Your goal:
Retype all of the rows below line by line, with no change to any word, number, or mark of punctuation.

Provided records:
——————
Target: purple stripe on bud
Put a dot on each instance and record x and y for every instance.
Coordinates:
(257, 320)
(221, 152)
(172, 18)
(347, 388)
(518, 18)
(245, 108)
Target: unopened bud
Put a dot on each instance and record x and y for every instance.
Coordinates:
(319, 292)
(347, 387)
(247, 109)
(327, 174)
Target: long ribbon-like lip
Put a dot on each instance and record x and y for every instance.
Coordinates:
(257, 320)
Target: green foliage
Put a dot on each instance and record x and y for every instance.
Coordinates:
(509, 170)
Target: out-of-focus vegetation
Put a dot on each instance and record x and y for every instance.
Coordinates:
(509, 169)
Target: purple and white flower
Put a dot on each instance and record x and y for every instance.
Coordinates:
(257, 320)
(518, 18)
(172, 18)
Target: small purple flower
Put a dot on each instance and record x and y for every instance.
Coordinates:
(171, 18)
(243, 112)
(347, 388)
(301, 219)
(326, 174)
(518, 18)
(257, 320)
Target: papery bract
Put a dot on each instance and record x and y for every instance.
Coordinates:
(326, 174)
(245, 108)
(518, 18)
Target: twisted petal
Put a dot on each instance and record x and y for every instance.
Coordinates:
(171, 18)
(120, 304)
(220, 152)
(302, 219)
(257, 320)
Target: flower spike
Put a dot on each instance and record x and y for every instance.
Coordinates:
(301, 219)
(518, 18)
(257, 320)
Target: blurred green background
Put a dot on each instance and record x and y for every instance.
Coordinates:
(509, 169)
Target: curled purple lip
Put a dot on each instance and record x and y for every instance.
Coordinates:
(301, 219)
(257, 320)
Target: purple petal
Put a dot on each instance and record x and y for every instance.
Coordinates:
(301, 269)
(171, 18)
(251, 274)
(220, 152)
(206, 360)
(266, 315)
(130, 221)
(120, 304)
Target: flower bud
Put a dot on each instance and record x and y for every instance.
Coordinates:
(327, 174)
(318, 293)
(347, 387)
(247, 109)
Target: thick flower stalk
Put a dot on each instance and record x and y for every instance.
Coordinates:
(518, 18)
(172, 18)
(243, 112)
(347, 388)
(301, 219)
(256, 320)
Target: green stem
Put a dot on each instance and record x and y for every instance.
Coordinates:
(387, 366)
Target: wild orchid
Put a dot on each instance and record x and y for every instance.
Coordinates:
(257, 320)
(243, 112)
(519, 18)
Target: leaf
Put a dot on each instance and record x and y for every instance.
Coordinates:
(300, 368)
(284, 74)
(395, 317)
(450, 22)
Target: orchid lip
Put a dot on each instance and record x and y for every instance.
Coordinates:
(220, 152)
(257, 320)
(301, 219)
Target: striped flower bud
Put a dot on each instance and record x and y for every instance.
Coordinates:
——————
Written solution:
Target: purple stripe on bud
Put a dot on each instance and record x and y for every instance.
Coordinates:
(257, 320)
(221, 152)
(172, 18)
(347, 388)
(518, 18)
(245, 108)
Target: unopened bud
Put a dot on each instance and record x and y for every instance.
Coordinates:
(319, 292)
(347, 387)
(247, 109)
(327, 174)
Target: long ribbon-like lip
Put a dot on each instance and record x and y for every instance.
Coordinates:
(257, 320)
Target: green foliage
Put a dot on each instance and record x and y for every instance.
Coordinates:
(509, 170)
Target: out-of-focus vegetation
Put a dot on each instance and record x and y for every instance.
Coordinates:
(509, 169)
Target: purple and white flower
Put a dot on each instance and record x and y for every instance.
Coordinates:
(257, 320)
(518, 18)
(172, 18)
Target: small purple flower
Put a dot on each instance and record x and y for every instance.
Coordinates:
(171, 18)
(243, 112)
(347, 388)
(301, 219)
(326, 174)
(518, 18)
(257, 320)
Target: papery bract
Put a dot on each instance and record x and y for every instance.
Coordinates:
(326, 174)
(245, 108)
(518, 18)
Target: twisted petal
Put a dot on each instance and record x and y for every instance.
Coordinates:
(171, 18)
(120, 304)
(220, 152)
(302, 219)
(257, 320)
Target: flower spike
Put a dot on each instance and record x and y for every instance.
Coordinates:
(301, 219)
(518, 18)
(257, 320)
Target: blurred green background
Put a dot on each instance and record x and y for every instance.
Coordinates:
(509, 169)
Target: curled purple lip
Put a dot on each instance and record x and y for every instance.
Coordinates:
(301, 219)
(257, 320)
Target: purple petal
Put a dot on each instance and record x and y for every instance.
Coordinates:
(301, 269)
(171, 18)
(251, 274)
(220, 152)
(206, 360)
(266, 315)
(130, 221)
(120, 304)
Target: flower bud
Put a dot on each instance and record x and y for every instance.
Coordinates:
(327, 174)
(318, 293)
(347, 387)
(247, 109)
Target: thick flower stalk
Put a dot on each instance and record x and y for every instance.
Coordinates:
(518, 18)
(172, 18)
(243, 112)
(347, 388)
(301, 219)
(256, 320)
Target: green stem
Put a dot on each instance and record x and y for every instance.
Coordinates:
(387, 366)
Target: wild orchid
Put a dot on each instance and record x and y for every instance.
Coordinates:
(257, 320)
(243, 112)
(519, 18)
Target: leaf
Put a dot on each instance and record x and y for every instance.
Coordinates:
(300, 368)
(284, 74)
(395, 317)
(450, 22)
Target: orchid lip
Put a dot on each instance and record x and y for every instance.
Coordinates:
(220, 152)
(257, 320)
(301, 219)
Target: striped flower bud
Put a dot on each instance and record x and y for every instance.
Coordinates:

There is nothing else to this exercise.